Top of Exercise data

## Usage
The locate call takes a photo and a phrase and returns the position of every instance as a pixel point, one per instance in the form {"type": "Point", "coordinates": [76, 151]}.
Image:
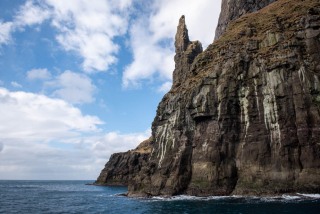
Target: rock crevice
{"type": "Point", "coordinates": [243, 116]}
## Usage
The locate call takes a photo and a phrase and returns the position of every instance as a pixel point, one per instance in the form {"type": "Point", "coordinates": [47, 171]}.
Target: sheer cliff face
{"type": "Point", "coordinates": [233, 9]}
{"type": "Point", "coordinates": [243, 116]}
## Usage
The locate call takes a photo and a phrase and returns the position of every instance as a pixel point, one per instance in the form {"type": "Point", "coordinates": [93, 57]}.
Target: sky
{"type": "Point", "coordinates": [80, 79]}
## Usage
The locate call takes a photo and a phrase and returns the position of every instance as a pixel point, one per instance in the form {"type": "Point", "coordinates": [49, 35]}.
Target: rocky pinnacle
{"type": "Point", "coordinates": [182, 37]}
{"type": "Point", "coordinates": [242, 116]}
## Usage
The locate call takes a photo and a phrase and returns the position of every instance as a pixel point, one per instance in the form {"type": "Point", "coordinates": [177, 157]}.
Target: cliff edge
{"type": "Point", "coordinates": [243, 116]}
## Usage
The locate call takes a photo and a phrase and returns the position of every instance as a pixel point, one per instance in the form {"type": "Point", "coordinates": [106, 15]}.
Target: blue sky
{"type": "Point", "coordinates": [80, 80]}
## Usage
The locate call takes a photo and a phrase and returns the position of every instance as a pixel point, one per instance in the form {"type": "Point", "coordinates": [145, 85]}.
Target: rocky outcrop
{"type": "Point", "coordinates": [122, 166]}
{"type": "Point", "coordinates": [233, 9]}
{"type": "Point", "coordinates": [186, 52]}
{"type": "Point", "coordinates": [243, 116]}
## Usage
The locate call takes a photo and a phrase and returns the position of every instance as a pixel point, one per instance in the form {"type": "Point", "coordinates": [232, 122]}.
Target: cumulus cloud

Bottom of Exercise data

**What the task requires**. Filter the material above down to the lines that hold the word "every".

**Response to the exercise**.
The locate call takes a photo and a phrase and returns the position of every instance as a pixel point, one per instance in the form {"type": "Point", "coordinates": [76, 151]}.
The locate call takes a photo and a phrase and returns the position of every instance as a pixel point, one per instance in the form {"type": "Point", "coordinates": [47, 171]}.
The locate call takes a photo and a phrase and returns the position of every instance as a pixel point, one per instance in the form {"type": "Point", "coordinates": [93, 57]}.
The locate call takes a photo and a phrase and returns the position of every instance as a pixel point, one per instance in the form {"type": "Point", "coordinates": [49, 35]}.
The locate call takes a photo and a phrase and returns the position of every instance as a pixel point, one per instance in the form {"type": "Point", "coordinates": [177, 157]}.
The locate call takes a photo and a phrase and returns the position of every instance as a pixel point, one per instance in the form {"type": "Point", "coordinates": [106, 15]}.
The locate call takes a photo and a phrase and returns the position of every instance as a pixel point, one per instance in the form {"type": "Point", "coordinates": [145, 85]}.
The locate call takes a photo and a phrase and returns the position of every instance as a pixel point, one per instance in the form {"type": "Point", "coordinates": [232, 122]}.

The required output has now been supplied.